Static Objects in C++
C++ Just After the Basics - Part 10
Forward: In this part of the series, I explain the meaning of static objects in C++.
By: Chrysanthus Date Published: 22 Aug 2012
Introduction
Scope
Any normal object is destroyed by C++ when it goes out of scope. A static object is an object that is not destroyed when it goes out of scope. Also, with static objects, if the scope is executed repeatedly, initialization takes place only once, the first time, the scope is executed. I will use the function scope to explain this. I will start with a normal object in a function and shows how it dies when it goes out of scope. Then I will define a static object in the same function and prove that it does not die, when it goes out of scope.
Normal Object
Consider the function, fn() in the following code:
#include <iostream>
using namespace std;
void fn()
{
int n = 0;
cout << n << '\n';
n = n + 2;
}
int main()

[Dataset records on object locations]
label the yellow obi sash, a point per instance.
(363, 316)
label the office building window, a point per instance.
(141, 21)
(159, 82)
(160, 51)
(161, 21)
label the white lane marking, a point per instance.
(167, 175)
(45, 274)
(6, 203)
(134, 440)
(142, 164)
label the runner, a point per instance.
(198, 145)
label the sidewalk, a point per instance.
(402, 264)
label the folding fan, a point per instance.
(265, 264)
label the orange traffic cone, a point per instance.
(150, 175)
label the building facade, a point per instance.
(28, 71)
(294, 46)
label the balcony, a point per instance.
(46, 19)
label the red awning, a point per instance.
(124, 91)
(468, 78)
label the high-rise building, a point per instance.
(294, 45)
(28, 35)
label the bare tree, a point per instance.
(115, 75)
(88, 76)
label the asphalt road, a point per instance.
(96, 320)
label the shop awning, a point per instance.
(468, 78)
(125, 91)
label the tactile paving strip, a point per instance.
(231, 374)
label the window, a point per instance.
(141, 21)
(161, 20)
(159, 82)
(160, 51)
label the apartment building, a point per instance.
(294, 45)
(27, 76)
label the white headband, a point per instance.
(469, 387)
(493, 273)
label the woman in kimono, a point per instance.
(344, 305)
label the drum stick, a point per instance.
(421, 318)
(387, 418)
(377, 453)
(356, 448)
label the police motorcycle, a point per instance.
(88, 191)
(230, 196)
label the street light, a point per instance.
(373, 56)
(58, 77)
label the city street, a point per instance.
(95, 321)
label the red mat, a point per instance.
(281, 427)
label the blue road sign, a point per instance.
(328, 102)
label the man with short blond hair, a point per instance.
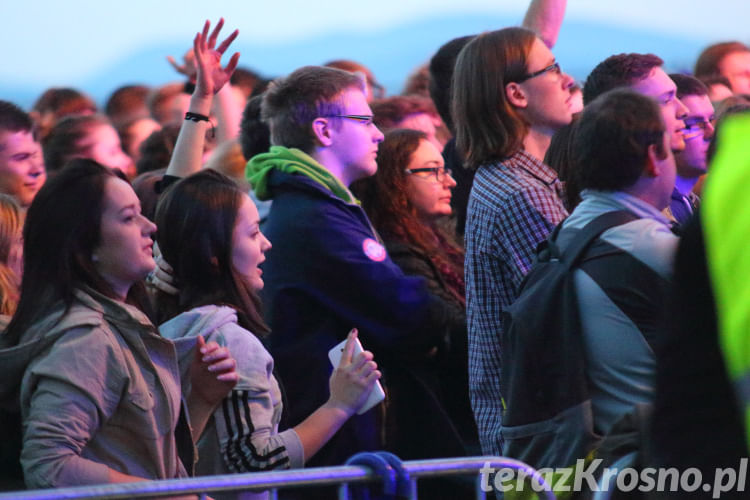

* _INSTRUCTIONS TO FOLLOW_: According to the article on static objects in C++, when does initialization of a static object happen if its scope is executed repeatedly? The records have no connection to the text.

* _TASK SOLUTION_: Initialization happens only once, the first time the scope is executed.